**PAGE EXTRACT**
* * * *
Pacific Islands ready to fight
The island states of the Pacific are outraged at what they regard as indifference by industrialized countries of the effects of climate change on their survival and, in some cases, their very existence.
Meeting in Fiji at the Pacific Islands Development Forum (PIDF) in early September, heads of government were militant in their readiness to confront the world’s polluting nations in Paris in December at the UN Climate Change Conference.
Attending the PIDF as a participant, I was impressed by the determined stance taken by Pacific Islands leaders. The clear message was “enough is enough”.
Fiji’s Prime Minister Voreqe Bainimarama delivered the message most forcefully when he told the forum that they had gathered to discuss “the single greatest challenge of our age –– the threat to the entire world and especially small island developing states posed by climate change”.
His assertion was fully supported by every other leader who spoke at the forum, most significantly by Tuvalu’s Prime Minister Enele Sopoaga, whose country’s existence is severely threatened. In a compelling statement, he said the last option for his country was “to migrate to another nation” –– a real prospect, as any further rise in level of the sea will drown his country.
Sopoago told a silent and attentive audience of over 300 representatives from Pacific countries that his people
“do not want to leave their forefathers and dead relatives behind”.
Along with Tuvalu, the Marshall Islands and Kiribati are also confronting extinction. But, the Fijian prime minister, in a combative mood, declared: “We in the Pacific are not prepared to simply sit back weakly and allow this to happen . . . . We are gearing up for the biggest struggle Pacific Islanders have ever faced –– the fight for our survival.”
And, he added: “We intend to take the fight with other island and low-lying nations all the way to Paris.”
* * * *
**PROVIDED INFORMATION**

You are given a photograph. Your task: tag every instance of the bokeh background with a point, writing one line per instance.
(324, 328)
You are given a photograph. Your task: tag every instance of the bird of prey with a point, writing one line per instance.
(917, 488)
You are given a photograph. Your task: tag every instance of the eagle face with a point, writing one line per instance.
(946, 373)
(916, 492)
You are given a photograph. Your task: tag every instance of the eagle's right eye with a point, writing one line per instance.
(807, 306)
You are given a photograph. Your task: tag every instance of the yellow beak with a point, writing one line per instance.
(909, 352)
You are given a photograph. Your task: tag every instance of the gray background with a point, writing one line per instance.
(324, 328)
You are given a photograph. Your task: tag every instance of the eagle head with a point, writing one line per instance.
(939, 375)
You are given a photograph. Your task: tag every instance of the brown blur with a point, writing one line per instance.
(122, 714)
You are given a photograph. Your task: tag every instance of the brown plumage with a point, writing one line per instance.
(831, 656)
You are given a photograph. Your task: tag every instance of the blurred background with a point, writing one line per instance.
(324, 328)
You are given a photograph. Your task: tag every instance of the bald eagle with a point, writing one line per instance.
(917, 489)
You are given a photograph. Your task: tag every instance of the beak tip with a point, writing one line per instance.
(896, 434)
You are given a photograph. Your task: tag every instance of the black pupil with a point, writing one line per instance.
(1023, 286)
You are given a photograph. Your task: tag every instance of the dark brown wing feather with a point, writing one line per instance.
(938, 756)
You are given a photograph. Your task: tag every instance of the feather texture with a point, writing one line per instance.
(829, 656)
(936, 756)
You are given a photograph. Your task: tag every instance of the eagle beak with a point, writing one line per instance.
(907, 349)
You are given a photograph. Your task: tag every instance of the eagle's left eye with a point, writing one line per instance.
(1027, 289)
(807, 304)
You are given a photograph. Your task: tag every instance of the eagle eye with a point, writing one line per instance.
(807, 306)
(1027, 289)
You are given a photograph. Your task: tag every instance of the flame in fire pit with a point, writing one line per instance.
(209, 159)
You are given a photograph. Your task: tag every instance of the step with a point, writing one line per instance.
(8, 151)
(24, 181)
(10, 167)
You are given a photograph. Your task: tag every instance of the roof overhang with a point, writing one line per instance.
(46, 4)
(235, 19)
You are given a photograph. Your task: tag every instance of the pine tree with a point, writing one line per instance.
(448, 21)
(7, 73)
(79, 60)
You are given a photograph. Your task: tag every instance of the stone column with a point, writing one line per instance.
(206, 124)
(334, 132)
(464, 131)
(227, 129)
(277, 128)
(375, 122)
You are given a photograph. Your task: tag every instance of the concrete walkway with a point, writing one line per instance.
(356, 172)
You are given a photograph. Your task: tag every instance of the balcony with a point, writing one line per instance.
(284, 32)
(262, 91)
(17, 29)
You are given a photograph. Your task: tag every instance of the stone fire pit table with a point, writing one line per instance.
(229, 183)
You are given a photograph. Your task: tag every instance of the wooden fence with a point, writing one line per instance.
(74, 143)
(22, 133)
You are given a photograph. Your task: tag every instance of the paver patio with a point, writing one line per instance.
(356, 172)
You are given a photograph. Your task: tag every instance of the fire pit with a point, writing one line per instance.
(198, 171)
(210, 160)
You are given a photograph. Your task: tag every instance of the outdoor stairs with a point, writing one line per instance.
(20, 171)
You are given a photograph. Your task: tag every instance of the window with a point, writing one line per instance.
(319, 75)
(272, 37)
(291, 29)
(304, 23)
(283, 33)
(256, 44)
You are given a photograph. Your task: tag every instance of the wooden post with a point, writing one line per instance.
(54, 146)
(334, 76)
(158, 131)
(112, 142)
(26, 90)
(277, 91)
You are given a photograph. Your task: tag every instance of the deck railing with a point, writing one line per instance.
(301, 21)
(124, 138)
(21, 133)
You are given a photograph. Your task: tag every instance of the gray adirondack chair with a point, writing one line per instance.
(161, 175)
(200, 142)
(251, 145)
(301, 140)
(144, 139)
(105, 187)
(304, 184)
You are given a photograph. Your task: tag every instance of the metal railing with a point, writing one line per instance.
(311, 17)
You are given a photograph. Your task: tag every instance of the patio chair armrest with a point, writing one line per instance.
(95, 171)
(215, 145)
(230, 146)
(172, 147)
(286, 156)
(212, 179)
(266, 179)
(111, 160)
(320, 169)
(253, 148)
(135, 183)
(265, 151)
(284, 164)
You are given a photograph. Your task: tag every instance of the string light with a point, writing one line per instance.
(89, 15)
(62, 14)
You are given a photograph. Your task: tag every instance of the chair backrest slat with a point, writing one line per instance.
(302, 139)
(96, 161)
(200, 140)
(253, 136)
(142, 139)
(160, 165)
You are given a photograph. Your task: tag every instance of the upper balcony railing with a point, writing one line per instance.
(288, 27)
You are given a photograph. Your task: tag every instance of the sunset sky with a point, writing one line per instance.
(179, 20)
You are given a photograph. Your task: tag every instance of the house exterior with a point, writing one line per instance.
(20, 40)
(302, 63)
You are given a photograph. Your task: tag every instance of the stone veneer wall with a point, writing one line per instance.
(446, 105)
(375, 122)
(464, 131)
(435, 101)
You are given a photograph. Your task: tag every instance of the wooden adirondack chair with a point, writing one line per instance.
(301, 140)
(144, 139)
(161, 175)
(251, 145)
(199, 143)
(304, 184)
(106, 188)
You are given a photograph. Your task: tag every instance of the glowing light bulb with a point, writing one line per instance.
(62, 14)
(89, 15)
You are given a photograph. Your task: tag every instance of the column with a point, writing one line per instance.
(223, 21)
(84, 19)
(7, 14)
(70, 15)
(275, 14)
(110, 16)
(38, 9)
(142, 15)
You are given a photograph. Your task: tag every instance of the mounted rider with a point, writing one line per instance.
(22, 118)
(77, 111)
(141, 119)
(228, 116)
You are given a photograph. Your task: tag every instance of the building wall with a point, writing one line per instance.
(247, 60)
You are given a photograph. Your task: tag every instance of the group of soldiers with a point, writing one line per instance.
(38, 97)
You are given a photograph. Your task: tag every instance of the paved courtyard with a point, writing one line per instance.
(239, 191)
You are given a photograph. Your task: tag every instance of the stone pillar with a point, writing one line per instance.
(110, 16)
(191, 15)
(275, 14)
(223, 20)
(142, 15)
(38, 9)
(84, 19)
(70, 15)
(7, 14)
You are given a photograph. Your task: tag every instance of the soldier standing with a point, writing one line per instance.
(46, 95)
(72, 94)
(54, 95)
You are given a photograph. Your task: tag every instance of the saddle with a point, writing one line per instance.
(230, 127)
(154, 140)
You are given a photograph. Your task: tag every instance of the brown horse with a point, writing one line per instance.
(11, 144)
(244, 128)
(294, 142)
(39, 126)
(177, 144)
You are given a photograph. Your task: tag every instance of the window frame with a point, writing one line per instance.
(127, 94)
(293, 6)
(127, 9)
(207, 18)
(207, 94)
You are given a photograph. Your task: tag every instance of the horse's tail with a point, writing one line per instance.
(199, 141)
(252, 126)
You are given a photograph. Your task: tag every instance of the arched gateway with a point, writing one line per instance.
* * * *
**ACTIONS TO TAKE**
(a) According to the article on Pacific Islands and climate change, in what country did the Pacific Islands Development Forum meet?
(b) Rewrite the article on Pacific Islands and climate change from "Pacific Islands ready" up to and including "Climate Change Conference.", putting "resolute" in place of "militant".
(c) Write the next part of the article on Pacific Islands and climate change, picking up after its final sentence.
The records aren't needed here.

**TASK-BY-TASK RESULTS**
(a) In Fiji.

(b)
Pacific Islands ready to fight
The island states of the Pacific are outraged at what they regard as indifference by industrialized countries of the effects of climate change on their survival and, in some cases, their very existence.
Meeting in Fiji at the Pacific Islands Development Forum (PIDF) in early September, heads of government were resolute in their readiness to confront the world’s polluting nations in Paris in December at the UN Climate Change Conference.

(c)
At the end of its meeting, the PIDF issued The Suva Declaration –– a collective statement by all the Pacific Islands governments, private sectors and non-governmental organizations –– setting out the joint position that they will take in Paris. They have resolved not to be sidetracked from demands for meaningful reductions in carbon emissions by the industrialized countries and binding cuts to arrest the current rate of global warming.
Prime Minister Bainimarama was at his most forceful when he described those who refused to make such cuts as “the coalition of the selfish” and declared that they would “stand condemned in the eyes of the world”.
The Suva Declaration is an important statement to the international community, not only because it reflects the resolve of Pacific small island states to stand up against climate change, but because it is the stance of all them. It is a fully inclusive position adopted by all the islands in the region regardless of constitutional status, language or ethnicity.
It assumes a greater significance because it is the agreed standpoint of governments, the private sector and
non-governmental organizations. Therein lies its power.
The strong position jointly taken by governments, private sectors and civil society of all Pacific countries is an example to the Caribbean region. The governments of the 15 member countries of the Caribbean Community (CARICOM) have also made a strong collective statement on climate change and have articulated a joint approach to the Paris meeting. But, unlike the Pacific, other Caribbean states, including the independent states of Cuba and the Dominican Republic and the many dependencies of France, the Netherlands, the United States and Britain, are not part of the single chorus of raised voices. Neither are the region’s private sector and civil society.
What made this coalition possible in the Pacific is the PIDF, established three years ago as an inclusionary body of governments, private sector and civil society. Each has equal status in the forum whose concentration is the development challenges facing the region. Fijian prime minister Bainimarama, who played a pivotal role in the creation of the PIDF, said that the Pacific Islanders “wanted something more inclusive, a platform for our civil society organizations –– the genuine voice of the grass roots in the Pacific, and for the private sectors –– the principal generators of the jobs on which our people’s welfare depends”.
At the PIDF in the Fijian capital, the governments and other participants signed a charter for the organization giving it a legal personality and recognition as a representative diplomatic organ of Pacific countries.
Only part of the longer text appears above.